What you need to do:
Identify each line below that contains the word "formatted", and copy it out.

# # # # # # #

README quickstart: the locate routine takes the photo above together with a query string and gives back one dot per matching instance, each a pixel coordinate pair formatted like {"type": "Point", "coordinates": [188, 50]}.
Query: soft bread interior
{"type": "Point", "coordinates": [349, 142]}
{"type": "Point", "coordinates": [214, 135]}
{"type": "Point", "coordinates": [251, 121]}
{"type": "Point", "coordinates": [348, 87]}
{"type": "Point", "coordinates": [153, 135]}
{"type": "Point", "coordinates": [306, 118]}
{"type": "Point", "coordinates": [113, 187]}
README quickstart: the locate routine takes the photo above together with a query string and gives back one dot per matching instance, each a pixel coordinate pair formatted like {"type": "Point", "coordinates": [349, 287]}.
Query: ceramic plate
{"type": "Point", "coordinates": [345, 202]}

# # # # # # #

Answer section:
README quickstart: the locate routine takes the photo above together with a query string and gives back one dot per matching instance, each a pixel coordinate pair formatted like {"type": "Point", "coordinates": [188, 50]}.
README quickstart: the locate routine takes the photo above together with a query string and gives back one dot per matching instance, each a pixel coordinate pair formatted like {"type": "Point", "coordinates": [349, 287]}.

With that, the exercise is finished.